# Stored rows start

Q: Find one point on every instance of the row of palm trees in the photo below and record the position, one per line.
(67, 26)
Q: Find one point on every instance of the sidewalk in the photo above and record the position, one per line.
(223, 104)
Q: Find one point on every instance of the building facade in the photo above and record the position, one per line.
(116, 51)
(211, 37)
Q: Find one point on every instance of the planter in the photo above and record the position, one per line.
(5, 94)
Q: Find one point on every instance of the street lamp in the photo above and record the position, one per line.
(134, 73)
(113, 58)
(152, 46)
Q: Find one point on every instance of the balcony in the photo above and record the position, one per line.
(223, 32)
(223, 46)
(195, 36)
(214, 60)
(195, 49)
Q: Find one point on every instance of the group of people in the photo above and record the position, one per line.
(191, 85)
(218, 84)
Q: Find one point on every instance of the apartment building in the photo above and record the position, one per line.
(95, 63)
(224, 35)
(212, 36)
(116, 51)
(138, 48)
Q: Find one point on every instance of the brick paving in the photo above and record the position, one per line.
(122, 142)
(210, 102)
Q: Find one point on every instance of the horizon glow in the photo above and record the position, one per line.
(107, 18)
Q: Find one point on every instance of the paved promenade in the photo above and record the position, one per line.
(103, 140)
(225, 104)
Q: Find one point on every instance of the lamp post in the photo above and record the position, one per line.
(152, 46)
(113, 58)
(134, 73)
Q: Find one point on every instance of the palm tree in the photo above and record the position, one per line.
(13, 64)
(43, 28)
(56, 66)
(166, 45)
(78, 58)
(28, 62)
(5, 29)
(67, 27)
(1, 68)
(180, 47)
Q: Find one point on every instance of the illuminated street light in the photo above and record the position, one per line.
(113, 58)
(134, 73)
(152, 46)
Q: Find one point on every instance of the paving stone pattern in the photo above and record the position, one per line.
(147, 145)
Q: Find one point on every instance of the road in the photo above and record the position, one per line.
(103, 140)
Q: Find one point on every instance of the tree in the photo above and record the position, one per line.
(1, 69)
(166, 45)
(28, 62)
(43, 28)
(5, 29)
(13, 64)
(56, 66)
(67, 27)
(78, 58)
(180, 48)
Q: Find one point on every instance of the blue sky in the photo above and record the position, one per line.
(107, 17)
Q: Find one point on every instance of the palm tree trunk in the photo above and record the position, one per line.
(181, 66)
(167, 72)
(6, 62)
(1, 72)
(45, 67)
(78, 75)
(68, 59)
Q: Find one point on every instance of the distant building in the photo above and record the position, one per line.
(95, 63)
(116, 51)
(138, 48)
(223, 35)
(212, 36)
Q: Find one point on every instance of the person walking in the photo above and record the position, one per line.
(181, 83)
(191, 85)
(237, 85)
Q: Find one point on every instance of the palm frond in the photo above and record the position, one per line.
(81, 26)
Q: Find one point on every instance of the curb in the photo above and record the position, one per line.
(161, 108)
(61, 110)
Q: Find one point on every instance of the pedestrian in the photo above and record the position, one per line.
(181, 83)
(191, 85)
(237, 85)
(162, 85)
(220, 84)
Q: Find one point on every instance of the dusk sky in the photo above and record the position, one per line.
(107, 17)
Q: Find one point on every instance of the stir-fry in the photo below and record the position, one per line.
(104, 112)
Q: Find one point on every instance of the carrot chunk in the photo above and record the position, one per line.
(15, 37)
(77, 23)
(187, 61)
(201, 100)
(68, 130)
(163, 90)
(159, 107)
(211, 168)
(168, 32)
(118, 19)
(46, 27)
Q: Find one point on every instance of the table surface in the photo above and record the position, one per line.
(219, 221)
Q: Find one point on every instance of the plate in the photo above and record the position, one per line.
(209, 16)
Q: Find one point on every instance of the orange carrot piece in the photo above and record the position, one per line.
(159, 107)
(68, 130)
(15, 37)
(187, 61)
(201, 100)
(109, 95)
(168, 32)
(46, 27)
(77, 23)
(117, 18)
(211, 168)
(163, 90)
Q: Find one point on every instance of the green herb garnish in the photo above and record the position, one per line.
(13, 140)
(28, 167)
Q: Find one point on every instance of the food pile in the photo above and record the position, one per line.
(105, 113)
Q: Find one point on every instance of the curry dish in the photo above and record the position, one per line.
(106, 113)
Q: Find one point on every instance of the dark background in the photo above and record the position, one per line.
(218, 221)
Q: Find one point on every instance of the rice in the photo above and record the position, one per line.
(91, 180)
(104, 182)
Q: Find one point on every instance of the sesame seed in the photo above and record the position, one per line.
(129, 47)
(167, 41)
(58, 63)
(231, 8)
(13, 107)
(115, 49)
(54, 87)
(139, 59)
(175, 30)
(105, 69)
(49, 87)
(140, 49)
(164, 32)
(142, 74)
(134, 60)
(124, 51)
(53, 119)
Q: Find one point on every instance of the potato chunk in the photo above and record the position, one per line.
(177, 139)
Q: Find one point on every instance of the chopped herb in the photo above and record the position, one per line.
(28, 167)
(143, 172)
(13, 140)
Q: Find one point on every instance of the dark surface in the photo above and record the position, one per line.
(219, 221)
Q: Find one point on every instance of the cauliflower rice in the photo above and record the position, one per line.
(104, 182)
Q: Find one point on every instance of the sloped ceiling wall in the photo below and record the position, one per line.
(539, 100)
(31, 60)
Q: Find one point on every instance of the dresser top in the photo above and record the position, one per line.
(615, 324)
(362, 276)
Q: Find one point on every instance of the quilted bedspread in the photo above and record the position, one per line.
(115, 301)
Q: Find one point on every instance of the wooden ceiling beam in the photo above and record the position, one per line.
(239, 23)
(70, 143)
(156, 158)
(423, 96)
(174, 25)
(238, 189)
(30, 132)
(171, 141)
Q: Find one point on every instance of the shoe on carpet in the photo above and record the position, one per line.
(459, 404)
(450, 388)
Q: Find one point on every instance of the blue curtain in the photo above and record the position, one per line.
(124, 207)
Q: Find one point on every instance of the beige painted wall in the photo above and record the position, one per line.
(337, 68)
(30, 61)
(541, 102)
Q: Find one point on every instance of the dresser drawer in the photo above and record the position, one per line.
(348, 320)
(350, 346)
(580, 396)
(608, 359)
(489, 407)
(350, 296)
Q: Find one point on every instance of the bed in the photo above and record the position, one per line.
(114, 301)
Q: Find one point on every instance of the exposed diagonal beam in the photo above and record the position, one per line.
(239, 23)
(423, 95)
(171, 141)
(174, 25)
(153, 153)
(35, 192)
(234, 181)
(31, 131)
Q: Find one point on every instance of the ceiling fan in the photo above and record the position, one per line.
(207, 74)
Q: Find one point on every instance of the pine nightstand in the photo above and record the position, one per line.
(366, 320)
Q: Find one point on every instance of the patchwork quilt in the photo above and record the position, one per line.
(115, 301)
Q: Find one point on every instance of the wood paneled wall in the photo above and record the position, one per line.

# Stored rows end

Problem details: Write out the entries above word for word, starting at the line containing "Q: Find one point on every instance of the dresser top" and continuing through the last line of the entries.

Reply:
Q: Find one point on every instance of the dresser top in the photo above and record the position, one per line.
(615, 324)
(362, 276)
Q: Find one point on every instance of the quilted bedspread in the photo above and record the position, one per line.
(115, 301)
Q: Find one point on every instance of the wooden ceiling beam in the photo above and record the position, one per line.
(239, 23)
(70, 143)
(156, 158)
(423, 96)
(174, 25)
(238, 189)
(30, 132)
(171, 141)
Q: Find one point on every instance of the shoe on carpet in the photo above and record the position, one per line.
(459, 404)
(450, 388)
Q: Find one point on every instance of the blue curtain in the photo above and record the position, one per line.
(124, 207)
Q: Find one point on every instance of the beige painted wall in the photo above and record the position, one per line.
(337, 68)
(30, 61)
(541, 102)
Q: Find one point on every instance of the dresser drawer in the photo above and record the position, one per line.
(348, 320)
(350, 346)
(580, 396)
(608, 359)
(489, 407)
(350, 296)
Q: Find one point on every instance of the bed in the photo above and record the position, one per line.
(114, 301)
Q: Find one point on every instance of the exposed diagonal beam in the photo above and record the position, one per line.
(239, 23)
(423, 95)
(171, 141)
(174, 25)
(153, 153)
(35, 192)
(234, 181)
(31, 131)
Q: Find one point on every instance of the ceiling fan in the photo above and record the position, one per line.
(207, 74)
Q: Find one point on every instance of the pine nightstand in the photo above and record the position, one per line.
(366, 320)
Q: Find one point on every instance of the patchwork quilt in the photo above and record the position, one per line.
(115, 301)
Q: Find one point on every instance of the wood paneled wall in the photo above and record the position, one per line.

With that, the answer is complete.